Data items

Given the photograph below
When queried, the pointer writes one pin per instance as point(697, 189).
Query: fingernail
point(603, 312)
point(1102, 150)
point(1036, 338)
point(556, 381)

| TASK PROMPT |
Each entry above should be written again exactly.

| PROBLEM SOLUTION |
Given the photograph below
When queried, the pointer writes one pin per instance as point(697, 189).
Query: fingernail
point(603, 312)
point(1102, 150)
point(1036, 338)
point(556, 381)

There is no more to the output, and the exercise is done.